(Data records)

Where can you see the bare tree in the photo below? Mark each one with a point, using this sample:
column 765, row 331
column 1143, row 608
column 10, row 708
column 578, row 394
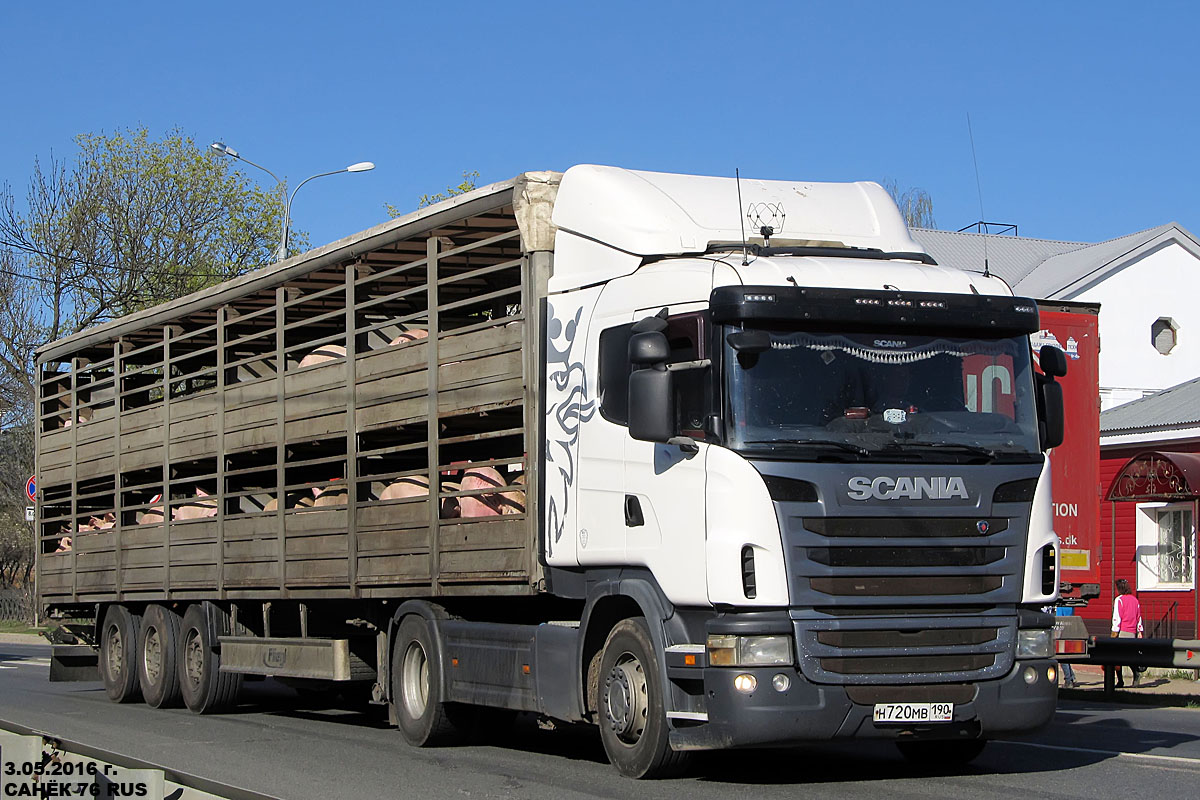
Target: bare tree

**Task prompt:**
All of the material above needs to be restated exactly, with no pictures.

**Exercise output:**
Where can you see the bare tree in the photo below? Mark each one with a point, using this sample:
column 765, row 331
column 1143, row 608
column 10, row 708
column 578, row 394
Target: bare tree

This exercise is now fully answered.